• Written instruction:
Reproduce each of the following lines word for word, without changing anything.

• Task material:
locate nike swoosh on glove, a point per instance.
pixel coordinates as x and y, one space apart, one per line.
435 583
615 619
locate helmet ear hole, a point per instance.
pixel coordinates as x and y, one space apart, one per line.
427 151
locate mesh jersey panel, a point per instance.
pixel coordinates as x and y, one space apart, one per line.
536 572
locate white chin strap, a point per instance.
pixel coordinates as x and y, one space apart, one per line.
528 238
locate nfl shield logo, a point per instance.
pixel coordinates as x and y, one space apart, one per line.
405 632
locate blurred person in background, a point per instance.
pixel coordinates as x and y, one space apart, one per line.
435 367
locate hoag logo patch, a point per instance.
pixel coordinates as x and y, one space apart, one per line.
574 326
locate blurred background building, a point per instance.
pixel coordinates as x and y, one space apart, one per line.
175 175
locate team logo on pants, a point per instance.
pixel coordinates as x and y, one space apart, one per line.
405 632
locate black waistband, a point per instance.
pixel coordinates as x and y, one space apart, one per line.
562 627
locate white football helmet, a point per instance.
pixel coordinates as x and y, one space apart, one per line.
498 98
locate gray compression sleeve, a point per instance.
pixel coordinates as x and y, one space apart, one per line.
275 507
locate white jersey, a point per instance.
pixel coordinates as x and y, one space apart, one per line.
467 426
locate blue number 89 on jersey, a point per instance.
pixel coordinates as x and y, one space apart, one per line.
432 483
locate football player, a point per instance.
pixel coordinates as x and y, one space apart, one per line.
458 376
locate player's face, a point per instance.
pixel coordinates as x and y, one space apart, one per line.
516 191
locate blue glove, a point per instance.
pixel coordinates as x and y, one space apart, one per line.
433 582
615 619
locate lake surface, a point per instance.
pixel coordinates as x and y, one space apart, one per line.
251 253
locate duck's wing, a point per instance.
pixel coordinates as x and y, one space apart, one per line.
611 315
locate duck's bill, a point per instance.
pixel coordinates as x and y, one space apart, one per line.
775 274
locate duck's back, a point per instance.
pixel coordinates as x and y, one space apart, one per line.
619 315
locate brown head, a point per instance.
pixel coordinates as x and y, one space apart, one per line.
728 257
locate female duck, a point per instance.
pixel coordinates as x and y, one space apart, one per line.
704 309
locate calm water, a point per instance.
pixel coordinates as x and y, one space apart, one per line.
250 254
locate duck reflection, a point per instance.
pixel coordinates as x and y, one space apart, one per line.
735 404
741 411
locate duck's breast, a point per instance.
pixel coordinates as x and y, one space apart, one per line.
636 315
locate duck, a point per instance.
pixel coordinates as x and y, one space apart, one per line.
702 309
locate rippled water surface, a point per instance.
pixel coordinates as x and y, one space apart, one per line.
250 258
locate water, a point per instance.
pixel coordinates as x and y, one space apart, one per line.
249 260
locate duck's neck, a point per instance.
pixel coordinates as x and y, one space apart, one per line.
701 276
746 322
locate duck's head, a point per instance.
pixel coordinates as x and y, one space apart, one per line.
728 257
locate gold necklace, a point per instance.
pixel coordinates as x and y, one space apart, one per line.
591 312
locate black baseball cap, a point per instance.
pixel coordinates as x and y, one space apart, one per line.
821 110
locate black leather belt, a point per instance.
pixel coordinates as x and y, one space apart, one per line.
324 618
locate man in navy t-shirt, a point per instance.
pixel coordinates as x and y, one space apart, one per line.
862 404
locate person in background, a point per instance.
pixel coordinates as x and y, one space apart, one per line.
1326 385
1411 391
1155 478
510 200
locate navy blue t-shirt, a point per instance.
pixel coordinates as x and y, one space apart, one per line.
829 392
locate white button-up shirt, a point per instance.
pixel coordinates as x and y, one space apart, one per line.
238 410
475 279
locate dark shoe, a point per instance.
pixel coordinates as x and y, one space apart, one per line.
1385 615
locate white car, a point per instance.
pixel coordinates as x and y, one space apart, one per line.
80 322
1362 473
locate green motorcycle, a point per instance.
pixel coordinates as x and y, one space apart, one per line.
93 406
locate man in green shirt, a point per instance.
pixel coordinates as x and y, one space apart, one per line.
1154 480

• Solution to the problem:
locate nike swoosh on glove, a point per instance.
pixel coordinates as x and y, one space apart, one per line.
435 583
615 619
locate helmet ear hole, a point per instance.
pixel coordinates as x and y, one space apart, one per line.
427 151
locate mesh jersey panel, a point per instance.
pixel coordinates as x and y, one space apart, one per line.
536 572
locate white chin strap, a point per instance.
pixel coordinates as x and y, one space apart, one per line.
528 238
locate nfl shield logo, a point per instance.
pixel coordinates as x and y, one space apart, one per line.
405 632
locate blurred person in background, a point per instance.
pixel coordinates as x and y, one space apart, one per line.
435 367
locate hoag logo patch, a point per instance.
pixel coordinates as x and y, one space apart, one per line.
574 326
locate blurred background building, a point per instance.
pixel coordinates as x and y, one space apart, one per line.
175 175
locate team logo on pants, a point per instance.
pixel coordinates as x and y, one space apart, one per line.
405 632
locate black waistband, a point per instance.
pixel coordinates as x and y, one space apart, one per line.
562 627
locate white football helmet, a point per instance.
pixel coordinates as x and y, one space apart, one per line.
498 98
locate gray compression sleeve, a point per instance.
pixel coordinates as x and y, one space apart, one per line.
275 507
locate white jersey, a point per instance.
pixel coordinates as x and y, one space apart, one per line.
467 426
locate blue number 89 on jersey, a point per instance.
pixel coordinates as x and y, one space apart, one per line.
432 483
locate football player, a point per instance.
pixel coordinates as x and y, one space apart, one per line.
458 376
locate player's face, a point per instance.
pixel coordinates as x and y, one space apart, one per line.
516 191
locate blue glove, a point per instance.
pixel coordinates as x and y, one space apart, one per line.
433 582
615 619
locate lake surface, a point per instance.
pixel coordinates as x and y, one space apart, one per line.
251 253
locate duck's wing, a point per instance.
pixel coordinates as x and y, one space apart, one per line.
611 315
locate duck's bill, a point per instance.
pixel coordinates as x and y, one space apart, one per line.
775 274
locate duck's back, a point per instance.
pixel coordinates as x and y, one space apart, one per line.
619 315
locate brown head, a point per instance.
pixel coordinates as x and y, one space apart, one per line.
728 257
locate female duck, a point per instance.
pixel coordinates as x and y, one space apart, one per line.
704 309
locate calm water, a point per instance.
pixel coordinates as x and y, one space apart, one per line.
250 254
locate duck reflection, a point per instance.
pixel coordinates as x and y, one space apart, one per line.
735 404
741 411
locate duck's breast, a point per instance.
pixel coordinates as x and y, one space apart, one per line.
636 315
locate duck, a point per instance.
pixel coordinates as x and y, one space apart, one per line.
702 309
locate rippled water surface, a point per instance.
pixel coordinates as x and y, one space apart, one per line.
250 258
locate water, a point per instance.
pixel coordinates as x and y, one space apart, one per line.
249 260
locate duck's neck, a point per instance.
pixel coordinates as x and y, one space apart, one per line.
701 276
746 322
locate duck's head, a point per instance.
pixel coordinates as x and y, one space apart, one per line.
728 257
locate gold necklace, a point per instance.
pixel coordinates as x and y, one space apart, one per line.
591 312
locate black baseball cap, a point per instance.
pixel coordinates as x and y, one space apart, one per line.
821 110
locate black leather belt, a point per instance.
pixel coordinates as x and y, one space apart, one per line.
324 618
locate man in navy t-shirt, a point per instance.
pixel coordinates as x and y, one space apart, one per line.
862 404
locate person in background, a point per instance.
pixel coordinates as x and y, one space apart, one per line.
1326 385
1411 391
1155 478
510 200
locate navy blue t-shirt, a point per instance.
pixel coordinates as x and y, one space apart, one per line.
829 392
locate white button-up shirt, a point per instance.
pixel coordinates as x and y, one space apart, one per line.
238 410
475 279
locate dark shoe, a point per instance.
pixel coordinates as x and y, one space apart, one per line.
1385 615
locate white car, a point per instance.
pixel coordinates as x and y, one space apart, one per line.
80 322
1362 473
locate green motorcycle, a point per instance.
pixel coordinates as x and y, one space apart, one per line.
93 406
locate man in green shirt, a point per instance.
pixel coordinates as x and y, one space apart, one per line.
1154 480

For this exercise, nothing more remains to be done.